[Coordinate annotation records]
%%

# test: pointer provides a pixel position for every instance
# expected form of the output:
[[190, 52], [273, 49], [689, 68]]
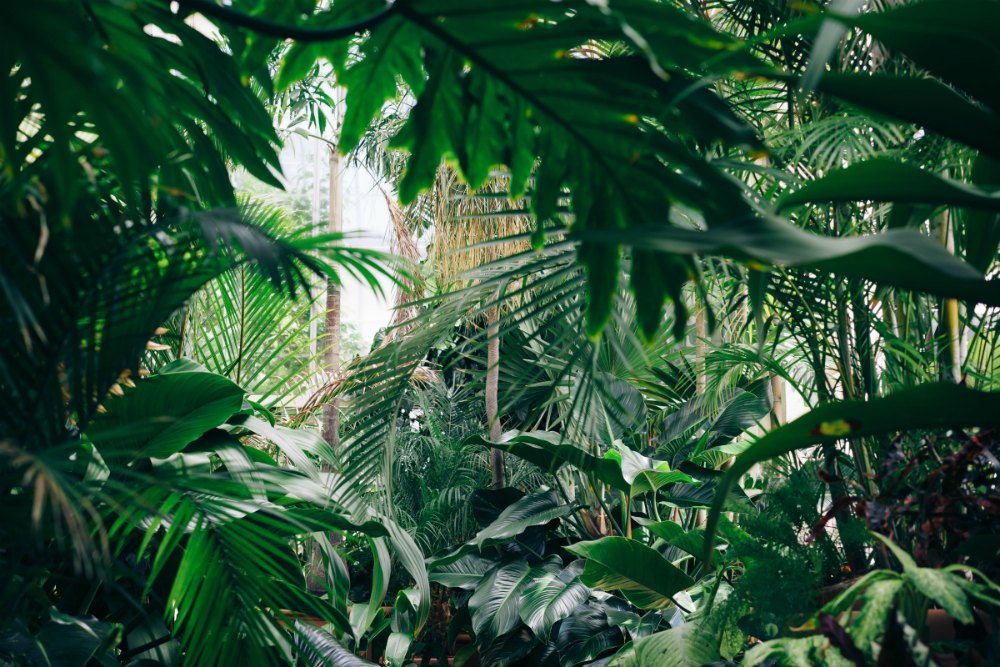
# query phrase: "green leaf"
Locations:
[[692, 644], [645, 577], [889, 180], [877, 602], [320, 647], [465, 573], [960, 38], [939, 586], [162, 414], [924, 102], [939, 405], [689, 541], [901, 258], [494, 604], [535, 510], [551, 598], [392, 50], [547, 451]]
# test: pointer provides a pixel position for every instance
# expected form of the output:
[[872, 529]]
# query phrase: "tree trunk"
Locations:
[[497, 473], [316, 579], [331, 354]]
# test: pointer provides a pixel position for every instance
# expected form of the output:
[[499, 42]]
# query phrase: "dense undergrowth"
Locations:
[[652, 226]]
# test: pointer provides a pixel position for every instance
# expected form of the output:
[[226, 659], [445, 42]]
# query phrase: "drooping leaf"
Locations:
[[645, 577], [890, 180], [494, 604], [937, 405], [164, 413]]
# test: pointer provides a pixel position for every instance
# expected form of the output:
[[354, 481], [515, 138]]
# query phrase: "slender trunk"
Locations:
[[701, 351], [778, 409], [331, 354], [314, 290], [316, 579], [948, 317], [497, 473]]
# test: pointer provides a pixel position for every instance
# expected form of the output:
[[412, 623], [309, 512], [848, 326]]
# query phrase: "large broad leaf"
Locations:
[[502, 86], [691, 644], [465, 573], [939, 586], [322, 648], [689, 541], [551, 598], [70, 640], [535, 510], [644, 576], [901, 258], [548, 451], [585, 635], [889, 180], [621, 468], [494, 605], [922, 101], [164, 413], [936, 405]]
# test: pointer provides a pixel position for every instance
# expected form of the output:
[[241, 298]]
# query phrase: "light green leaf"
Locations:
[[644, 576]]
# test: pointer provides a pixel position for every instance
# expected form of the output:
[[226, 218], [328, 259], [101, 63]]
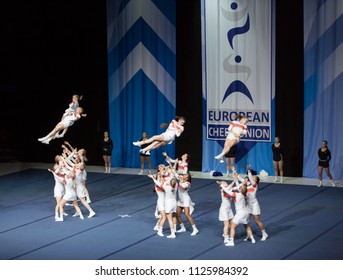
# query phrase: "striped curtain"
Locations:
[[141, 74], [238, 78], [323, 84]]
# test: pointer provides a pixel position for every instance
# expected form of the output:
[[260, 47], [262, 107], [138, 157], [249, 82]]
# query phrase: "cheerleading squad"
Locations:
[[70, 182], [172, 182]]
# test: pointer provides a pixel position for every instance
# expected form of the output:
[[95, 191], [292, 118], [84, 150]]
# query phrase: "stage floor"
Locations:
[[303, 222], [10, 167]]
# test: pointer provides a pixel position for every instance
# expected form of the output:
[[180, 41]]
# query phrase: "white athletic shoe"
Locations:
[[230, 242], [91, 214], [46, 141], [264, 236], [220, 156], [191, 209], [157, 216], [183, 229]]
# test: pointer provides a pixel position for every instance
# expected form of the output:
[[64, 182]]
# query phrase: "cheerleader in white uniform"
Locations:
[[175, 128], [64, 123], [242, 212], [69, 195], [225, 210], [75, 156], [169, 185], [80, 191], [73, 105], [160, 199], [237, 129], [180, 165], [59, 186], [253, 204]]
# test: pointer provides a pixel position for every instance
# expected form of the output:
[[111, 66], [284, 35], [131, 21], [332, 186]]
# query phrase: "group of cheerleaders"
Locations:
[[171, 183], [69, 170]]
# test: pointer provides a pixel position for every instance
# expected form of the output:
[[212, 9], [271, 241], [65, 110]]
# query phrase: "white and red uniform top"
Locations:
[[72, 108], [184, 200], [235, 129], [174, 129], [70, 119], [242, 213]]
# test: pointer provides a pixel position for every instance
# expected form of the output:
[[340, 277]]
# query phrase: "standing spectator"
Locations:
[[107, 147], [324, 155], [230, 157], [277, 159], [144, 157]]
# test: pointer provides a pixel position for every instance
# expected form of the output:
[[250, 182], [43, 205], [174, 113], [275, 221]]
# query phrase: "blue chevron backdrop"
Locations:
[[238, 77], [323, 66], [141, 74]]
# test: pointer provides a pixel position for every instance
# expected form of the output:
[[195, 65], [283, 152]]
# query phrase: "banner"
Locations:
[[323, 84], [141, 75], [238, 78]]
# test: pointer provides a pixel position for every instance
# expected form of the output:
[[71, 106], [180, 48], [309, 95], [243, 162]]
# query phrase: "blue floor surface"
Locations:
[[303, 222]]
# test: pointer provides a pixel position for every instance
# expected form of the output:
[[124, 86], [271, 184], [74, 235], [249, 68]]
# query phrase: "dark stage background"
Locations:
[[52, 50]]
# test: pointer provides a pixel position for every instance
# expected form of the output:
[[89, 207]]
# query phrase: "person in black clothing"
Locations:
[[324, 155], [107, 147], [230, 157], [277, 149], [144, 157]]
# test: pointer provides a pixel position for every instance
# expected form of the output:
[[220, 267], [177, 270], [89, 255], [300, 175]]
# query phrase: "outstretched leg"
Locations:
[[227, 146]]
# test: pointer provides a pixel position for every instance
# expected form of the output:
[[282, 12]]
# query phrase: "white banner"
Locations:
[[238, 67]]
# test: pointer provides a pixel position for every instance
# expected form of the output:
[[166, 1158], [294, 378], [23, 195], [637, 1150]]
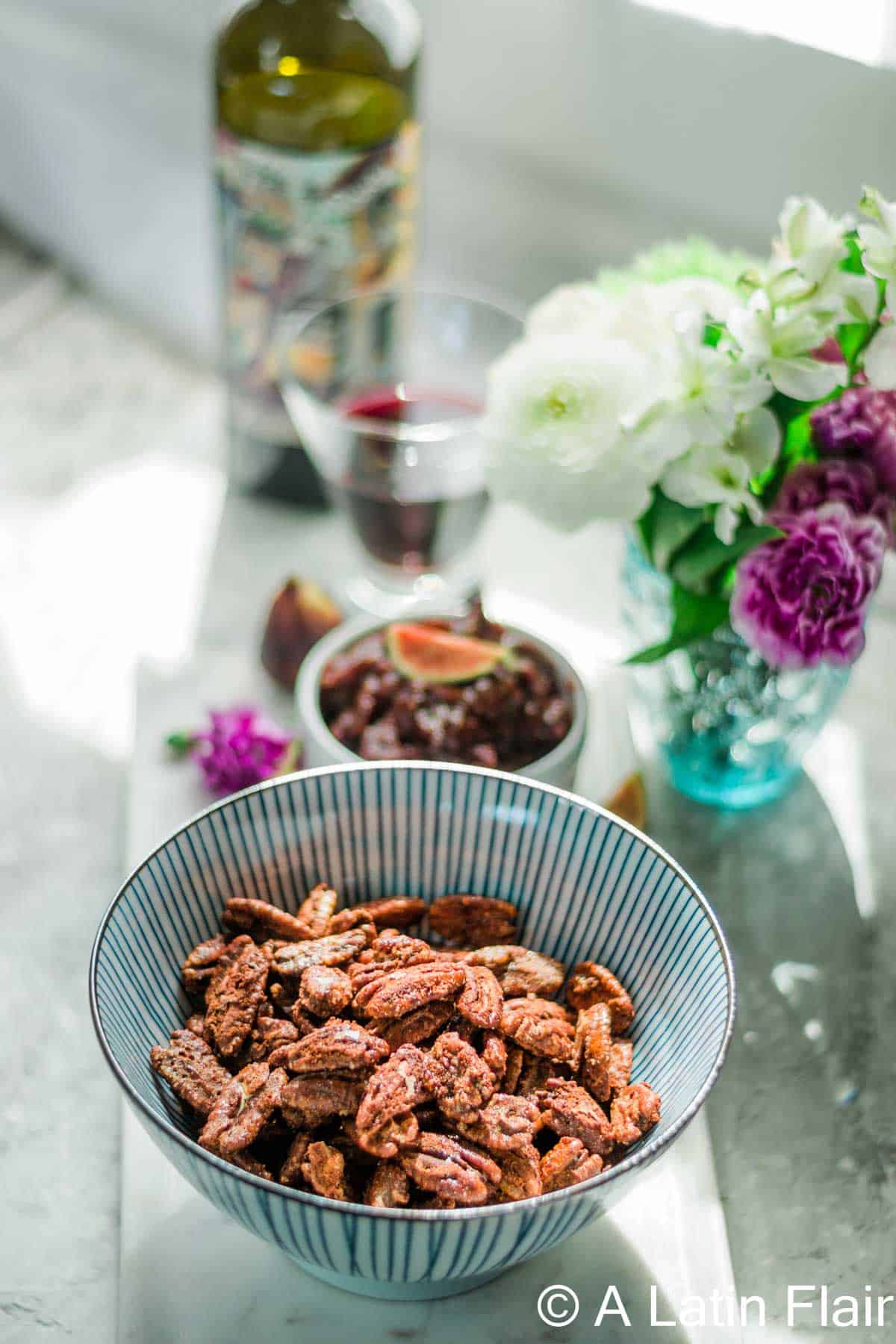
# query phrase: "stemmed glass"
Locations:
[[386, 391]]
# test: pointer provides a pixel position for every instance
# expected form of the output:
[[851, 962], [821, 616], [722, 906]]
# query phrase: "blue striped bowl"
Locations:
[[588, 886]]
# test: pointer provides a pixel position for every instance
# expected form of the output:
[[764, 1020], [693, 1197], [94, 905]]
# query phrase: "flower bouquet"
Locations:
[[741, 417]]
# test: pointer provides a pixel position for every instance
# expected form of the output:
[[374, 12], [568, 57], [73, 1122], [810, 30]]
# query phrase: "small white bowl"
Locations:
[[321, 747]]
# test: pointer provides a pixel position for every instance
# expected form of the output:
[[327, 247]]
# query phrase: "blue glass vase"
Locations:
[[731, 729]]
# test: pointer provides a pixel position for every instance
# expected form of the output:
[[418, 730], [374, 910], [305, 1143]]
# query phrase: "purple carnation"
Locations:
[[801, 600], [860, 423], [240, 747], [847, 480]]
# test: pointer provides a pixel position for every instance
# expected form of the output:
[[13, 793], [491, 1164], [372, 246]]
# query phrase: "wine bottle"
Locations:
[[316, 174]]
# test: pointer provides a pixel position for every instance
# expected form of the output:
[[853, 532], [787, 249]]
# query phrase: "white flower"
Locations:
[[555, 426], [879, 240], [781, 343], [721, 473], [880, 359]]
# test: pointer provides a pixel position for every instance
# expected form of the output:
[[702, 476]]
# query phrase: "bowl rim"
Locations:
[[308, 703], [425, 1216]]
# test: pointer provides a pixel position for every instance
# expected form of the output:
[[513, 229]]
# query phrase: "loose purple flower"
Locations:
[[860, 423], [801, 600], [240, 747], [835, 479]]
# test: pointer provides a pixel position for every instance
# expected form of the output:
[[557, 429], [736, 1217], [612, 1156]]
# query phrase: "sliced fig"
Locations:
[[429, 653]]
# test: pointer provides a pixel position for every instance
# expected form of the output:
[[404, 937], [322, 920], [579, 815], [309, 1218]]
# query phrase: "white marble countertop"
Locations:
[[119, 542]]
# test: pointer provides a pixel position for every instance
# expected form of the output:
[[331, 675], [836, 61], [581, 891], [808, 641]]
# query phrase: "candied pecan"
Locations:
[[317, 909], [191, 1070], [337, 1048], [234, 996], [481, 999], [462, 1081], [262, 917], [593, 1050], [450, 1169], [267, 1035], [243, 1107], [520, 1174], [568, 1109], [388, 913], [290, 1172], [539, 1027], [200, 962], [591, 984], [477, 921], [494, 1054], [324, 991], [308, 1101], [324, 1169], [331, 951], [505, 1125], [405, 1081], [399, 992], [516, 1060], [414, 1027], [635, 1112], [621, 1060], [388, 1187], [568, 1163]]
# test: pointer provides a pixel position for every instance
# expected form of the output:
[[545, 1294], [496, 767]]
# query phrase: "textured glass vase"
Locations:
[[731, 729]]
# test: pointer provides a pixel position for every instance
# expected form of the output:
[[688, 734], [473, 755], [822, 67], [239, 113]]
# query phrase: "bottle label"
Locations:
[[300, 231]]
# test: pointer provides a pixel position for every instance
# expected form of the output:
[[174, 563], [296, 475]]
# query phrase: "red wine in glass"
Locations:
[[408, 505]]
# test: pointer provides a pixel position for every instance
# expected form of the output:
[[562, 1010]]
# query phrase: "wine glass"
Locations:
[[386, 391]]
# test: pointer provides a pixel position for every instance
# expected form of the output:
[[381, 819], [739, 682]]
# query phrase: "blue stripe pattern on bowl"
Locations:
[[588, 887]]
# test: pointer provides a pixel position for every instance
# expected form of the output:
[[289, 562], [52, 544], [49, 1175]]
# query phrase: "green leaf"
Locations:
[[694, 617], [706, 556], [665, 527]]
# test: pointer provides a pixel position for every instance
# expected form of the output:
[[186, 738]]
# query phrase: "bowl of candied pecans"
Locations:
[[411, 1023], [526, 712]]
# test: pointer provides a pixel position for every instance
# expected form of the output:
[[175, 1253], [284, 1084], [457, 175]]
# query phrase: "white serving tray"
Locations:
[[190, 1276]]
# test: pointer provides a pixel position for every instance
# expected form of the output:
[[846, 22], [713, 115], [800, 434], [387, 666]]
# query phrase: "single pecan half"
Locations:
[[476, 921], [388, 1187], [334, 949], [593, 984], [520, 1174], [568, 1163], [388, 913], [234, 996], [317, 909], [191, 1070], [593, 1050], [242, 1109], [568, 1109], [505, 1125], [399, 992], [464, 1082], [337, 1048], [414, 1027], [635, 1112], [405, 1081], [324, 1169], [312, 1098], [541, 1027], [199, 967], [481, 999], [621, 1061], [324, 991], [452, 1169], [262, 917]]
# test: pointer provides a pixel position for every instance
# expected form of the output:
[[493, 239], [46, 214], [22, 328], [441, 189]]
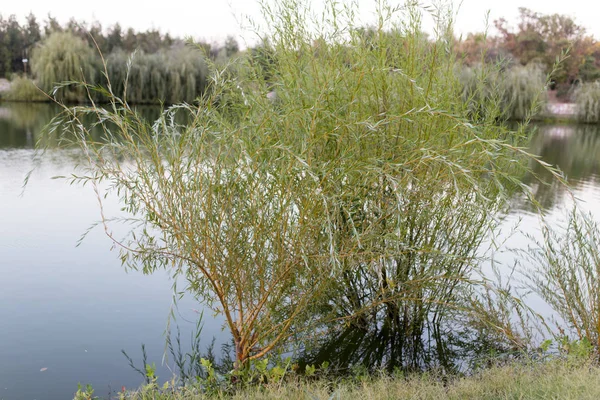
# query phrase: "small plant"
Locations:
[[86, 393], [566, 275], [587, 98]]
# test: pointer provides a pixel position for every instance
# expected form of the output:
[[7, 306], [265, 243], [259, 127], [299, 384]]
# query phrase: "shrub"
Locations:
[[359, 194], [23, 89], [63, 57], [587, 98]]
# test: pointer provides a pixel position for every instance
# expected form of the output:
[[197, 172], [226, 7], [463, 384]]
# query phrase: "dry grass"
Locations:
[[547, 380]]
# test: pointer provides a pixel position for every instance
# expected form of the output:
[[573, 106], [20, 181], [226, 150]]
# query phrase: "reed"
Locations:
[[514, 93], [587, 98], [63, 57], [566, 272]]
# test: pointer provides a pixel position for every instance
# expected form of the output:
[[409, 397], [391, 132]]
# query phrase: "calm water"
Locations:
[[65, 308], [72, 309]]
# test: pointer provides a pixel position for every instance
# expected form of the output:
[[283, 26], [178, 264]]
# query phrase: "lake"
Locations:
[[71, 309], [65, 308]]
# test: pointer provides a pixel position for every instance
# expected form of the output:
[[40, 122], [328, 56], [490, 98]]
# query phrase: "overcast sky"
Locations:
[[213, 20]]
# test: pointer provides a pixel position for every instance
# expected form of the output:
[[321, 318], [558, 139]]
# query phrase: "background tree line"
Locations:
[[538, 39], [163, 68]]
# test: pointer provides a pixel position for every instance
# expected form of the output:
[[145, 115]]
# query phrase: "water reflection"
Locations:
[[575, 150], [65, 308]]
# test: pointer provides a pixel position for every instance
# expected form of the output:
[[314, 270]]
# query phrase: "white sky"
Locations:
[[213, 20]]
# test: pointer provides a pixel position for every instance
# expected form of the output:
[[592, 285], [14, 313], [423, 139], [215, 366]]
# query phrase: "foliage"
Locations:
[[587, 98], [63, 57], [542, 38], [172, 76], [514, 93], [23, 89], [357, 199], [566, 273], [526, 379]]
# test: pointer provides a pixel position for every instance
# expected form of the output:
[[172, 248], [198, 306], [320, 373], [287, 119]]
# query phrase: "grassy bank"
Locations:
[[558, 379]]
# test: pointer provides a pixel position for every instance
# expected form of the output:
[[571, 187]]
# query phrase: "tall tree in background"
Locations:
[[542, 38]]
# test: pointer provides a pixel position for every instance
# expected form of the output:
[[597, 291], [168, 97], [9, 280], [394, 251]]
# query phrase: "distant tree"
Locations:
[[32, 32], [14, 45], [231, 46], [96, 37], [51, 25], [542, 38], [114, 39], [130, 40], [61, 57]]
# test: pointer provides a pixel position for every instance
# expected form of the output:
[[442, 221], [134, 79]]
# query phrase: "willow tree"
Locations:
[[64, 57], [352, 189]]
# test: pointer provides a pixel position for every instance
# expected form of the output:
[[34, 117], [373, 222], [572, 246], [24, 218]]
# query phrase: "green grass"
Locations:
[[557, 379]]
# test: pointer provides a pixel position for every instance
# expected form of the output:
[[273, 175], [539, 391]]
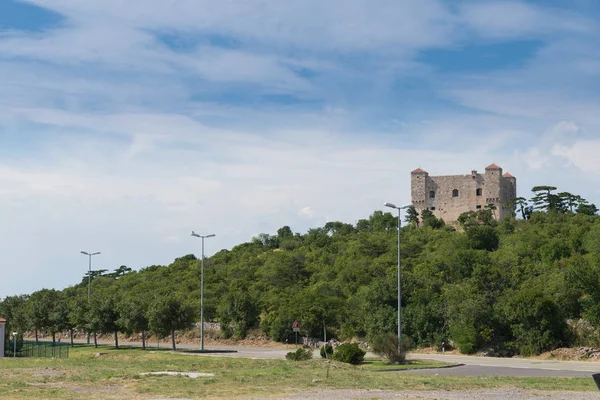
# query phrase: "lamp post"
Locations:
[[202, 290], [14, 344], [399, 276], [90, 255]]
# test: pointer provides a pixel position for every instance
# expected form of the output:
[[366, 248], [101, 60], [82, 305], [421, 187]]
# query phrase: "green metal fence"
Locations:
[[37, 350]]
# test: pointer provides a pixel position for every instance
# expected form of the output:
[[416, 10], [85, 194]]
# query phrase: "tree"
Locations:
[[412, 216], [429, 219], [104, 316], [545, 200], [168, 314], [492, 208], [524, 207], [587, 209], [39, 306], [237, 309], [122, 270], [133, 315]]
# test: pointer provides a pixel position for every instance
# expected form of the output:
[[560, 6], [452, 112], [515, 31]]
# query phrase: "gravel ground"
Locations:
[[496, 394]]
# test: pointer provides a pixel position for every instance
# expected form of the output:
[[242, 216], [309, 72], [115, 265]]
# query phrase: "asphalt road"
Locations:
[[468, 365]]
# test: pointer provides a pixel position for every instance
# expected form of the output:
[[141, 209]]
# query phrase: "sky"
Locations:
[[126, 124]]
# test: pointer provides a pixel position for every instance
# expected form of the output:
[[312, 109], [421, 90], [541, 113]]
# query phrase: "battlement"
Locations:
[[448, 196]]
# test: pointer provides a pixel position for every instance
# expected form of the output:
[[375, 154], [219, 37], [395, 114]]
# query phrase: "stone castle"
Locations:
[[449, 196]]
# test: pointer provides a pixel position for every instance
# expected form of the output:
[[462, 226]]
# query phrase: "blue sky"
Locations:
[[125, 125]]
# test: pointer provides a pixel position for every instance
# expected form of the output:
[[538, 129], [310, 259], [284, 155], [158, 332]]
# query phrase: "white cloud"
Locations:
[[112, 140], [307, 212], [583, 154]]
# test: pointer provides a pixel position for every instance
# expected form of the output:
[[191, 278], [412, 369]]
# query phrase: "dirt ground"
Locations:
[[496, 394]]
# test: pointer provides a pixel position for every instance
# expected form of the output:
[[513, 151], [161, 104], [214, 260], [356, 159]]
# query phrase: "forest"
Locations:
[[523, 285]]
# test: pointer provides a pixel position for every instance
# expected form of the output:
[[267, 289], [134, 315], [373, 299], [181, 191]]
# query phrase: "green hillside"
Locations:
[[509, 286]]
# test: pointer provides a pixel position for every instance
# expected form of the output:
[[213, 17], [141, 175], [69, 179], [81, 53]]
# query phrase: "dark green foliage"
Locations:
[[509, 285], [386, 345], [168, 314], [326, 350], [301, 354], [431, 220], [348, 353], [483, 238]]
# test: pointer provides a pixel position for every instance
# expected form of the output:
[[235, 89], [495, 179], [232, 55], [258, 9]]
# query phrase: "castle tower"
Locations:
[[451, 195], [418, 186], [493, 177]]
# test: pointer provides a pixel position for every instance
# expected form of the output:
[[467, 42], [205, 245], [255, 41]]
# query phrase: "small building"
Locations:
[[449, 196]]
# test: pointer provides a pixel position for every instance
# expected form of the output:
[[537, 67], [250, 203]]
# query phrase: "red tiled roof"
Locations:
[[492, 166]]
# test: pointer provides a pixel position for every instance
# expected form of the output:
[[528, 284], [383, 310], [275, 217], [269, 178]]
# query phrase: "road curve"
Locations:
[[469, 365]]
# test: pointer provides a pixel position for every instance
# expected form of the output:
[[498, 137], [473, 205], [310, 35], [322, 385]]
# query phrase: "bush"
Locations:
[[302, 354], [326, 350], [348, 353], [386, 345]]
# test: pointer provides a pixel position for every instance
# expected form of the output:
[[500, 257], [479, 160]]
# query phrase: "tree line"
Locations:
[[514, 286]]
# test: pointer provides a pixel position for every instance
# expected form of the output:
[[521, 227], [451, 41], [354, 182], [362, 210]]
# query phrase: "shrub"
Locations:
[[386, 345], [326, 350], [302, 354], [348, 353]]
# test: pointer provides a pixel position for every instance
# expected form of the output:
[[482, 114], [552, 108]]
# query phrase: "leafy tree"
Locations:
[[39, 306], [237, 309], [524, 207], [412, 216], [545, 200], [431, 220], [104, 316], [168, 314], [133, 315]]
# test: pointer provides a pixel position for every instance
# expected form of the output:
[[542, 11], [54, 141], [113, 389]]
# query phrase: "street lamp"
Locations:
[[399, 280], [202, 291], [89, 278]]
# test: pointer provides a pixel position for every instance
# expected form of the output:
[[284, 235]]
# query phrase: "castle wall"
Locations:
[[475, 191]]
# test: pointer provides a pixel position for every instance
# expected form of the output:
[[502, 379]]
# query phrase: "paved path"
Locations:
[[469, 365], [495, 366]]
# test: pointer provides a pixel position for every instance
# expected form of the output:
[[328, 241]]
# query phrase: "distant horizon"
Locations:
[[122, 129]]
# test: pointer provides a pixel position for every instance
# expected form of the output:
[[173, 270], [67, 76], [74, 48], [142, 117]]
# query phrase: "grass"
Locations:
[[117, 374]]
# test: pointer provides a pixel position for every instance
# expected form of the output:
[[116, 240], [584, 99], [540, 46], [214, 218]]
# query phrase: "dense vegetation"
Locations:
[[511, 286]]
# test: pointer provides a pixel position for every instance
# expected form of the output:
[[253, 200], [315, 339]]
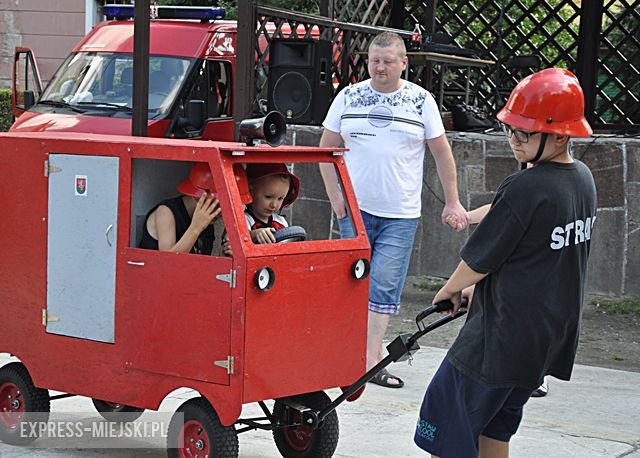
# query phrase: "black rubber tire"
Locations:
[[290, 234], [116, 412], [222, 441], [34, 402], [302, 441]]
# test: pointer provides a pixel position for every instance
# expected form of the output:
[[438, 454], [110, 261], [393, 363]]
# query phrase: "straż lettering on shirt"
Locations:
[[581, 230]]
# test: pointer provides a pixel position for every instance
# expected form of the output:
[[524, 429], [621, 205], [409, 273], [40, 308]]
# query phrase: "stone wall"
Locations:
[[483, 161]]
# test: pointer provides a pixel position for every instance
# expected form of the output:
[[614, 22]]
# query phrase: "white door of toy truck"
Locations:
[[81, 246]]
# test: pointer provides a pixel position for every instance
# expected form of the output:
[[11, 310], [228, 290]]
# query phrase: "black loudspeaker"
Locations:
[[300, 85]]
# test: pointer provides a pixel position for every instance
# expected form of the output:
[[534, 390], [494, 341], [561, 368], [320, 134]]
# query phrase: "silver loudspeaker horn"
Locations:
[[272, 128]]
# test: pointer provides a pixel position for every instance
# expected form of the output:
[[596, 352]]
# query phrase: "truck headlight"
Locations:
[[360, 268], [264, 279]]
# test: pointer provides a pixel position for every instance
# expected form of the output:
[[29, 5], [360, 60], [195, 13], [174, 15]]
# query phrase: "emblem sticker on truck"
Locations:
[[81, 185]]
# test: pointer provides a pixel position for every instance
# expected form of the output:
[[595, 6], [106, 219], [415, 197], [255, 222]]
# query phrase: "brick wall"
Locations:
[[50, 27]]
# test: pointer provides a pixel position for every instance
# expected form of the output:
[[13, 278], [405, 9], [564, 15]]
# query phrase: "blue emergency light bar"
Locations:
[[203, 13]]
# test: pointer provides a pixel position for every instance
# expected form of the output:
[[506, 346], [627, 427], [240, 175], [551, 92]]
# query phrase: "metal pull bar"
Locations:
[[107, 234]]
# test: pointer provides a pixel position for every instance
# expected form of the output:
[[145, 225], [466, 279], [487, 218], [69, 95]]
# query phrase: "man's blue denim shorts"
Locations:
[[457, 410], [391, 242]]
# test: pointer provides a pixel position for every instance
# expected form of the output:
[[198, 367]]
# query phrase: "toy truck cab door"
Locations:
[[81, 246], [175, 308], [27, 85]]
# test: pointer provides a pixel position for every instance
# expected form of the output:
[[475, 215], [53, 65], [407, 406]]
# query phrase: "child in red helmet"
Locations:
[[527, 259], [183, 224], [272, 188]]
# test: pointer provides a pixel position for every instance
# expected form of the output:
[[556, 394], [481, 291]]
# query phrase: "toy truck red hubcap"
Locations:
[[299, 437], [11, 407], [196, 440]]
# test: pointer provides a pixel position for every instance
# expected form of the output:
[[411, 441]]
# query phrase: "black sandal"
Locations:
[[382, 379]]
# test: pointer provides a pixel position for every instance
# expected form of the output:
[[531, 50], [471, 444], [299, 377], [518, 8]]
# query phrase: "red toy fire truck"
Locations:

%%

TASK -> Can you reproduce the lines from the first one through the line containing "317], [497, 473]]", swapping "pointer" for "annotator" and changing nothing else? Leave the pictures out.

ANSWER ->
# test: annotator provides a pixel position for every instance
# expected form of the output:
[[190, 52], [273, 49], [689, 68]]
# query phrase: "green leaf"
Locations:
[[692, 644], [645, 577], [889, 180], [877, 602], [320, 647], [465, 573], [960, 38], [939, 586], [162, 414], [924, 102], [939, 405], [689, 541], [901, 258], [494, 604], [535, 510], [551, 598], [392, 50], [547, 451]]
# test: annotator provides a pixel position for every instance
# expected form of the output:
[[872, 529]]
# query phrase: "tree trunk"
Locations:
[[497, 473], [316, 579], [331, 354]]
# test: annotator provides a pixel position for every instance
# expected form of the output:
[[499, 42]]
# query phrase: "dense undergrowth"
Locations:
[[652, 226]]
# test: annotator provides a pixel position for every instance
# expected form of the output:
[[226, 659], [445, 42]]
# query phrase: "drooping leaf"
Locations:
[[645, 577], [890, 180], [494, 604], [937, 405], [164, 413]]
# test: annotator provides a pixel position for every instance
# expected form of the output:
[[354, 481], [515, 138]]
# query phrase: "slender trunk"
Locations:
[[701, 351], [778, 409], [331, 354], [314, 290], [316, 579], [948, 317], [497, 473]]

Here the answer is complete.